Region segmentation data:
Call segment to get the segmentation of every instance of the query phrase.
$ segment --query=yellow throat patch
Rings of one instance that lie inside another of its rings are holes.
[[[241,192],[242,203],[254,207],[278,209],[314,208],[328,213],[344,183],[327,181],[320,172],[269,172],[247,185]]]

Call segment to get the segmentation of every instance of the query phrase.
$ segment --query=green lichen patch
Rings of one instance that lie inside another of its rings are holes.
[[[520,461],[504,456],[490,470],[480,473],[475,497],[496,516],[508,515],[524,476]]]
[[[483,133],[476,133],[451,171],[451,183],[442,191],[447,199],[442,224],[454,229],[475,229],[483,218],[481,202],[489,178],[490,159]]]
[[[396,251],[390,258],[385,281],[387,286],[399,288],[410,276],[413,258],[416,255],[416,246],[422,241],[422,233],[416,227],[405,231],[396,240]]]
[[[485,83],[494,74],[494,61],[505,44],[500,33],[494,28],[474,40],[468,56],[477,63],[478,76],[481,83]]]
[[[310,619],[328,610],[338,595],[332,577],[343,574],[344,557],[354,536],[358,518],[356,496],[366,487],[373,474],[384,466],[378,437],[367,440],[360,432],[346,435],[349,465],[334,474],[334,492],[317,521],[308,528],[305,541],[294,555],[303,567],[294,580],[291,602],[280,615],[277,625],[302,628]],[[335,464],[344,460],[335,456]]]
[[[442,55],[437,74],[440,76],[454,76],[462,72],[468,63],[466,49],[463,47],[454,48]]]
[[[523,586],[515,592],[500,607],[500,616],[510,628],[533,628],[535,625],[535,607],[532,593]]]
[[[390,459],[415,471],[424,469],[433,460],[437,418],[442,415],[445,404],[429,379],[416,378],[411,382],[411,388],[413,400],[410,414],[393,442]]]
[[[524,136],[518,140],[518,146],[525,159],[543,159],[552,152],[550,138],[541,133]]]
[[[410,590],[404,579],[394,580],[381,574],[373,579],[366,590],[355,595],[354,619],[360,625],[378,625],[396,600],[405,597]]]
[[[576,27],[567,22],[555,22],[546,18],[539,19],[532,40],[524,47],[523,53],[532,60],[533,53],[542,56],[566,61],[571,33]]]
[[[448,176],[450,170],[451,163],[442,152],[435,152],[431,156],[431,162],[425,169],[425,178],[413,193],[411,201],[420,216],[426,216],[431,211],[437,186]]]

--

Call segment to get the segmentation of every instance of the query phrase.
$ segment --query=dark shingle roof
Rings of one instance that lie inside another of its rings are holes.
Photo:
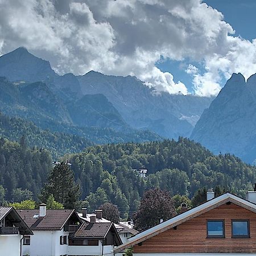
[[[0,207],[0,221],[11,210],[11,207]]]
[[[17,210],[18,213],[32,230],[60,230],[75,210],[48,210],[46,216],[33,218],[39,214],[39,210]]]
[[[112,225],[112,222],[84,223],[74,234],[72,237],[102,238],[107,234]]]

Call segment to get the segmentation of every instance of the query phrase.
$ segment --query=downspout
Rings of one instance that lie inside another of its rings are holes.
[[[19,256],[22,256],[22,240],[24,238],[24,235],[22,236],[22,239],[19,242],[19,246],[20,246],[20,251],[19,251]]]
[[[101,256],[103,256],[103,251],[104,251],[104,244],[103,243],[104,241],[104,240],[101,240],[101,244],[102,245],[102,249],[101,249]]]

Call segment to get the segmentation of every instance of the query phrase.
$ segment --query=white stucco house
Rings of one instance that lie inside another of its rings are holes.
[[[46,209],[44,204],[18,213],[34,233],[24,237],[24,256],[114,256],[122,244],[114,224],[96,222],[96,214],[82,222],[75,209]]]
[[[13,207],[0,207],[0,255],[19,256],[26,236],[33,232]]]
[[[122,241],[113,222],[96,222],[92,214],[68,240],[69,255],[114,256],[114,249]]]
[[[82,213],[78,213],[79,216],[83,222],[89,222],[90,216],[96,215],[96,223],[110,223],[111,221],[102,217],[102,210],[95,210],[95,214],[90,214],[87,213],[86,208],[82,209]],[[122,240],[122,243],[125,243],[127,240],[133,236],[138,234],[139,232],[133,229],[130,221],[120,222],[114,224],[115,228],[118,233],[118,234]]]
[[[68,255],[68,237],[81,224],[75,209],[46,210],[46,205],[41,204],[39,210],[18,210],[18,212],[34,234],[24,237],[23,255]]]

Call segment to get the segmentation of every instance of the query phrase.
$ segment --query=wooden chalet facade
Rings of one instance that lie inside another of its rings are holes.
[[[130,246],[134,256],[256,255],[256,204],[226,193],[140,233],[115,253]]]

— Written instruction —
Find every line in the items that contains the word "patch", and copy each of those lines.

— Task response —
$ segment --query=yellow throat patch
$ segment --query=green lichen patch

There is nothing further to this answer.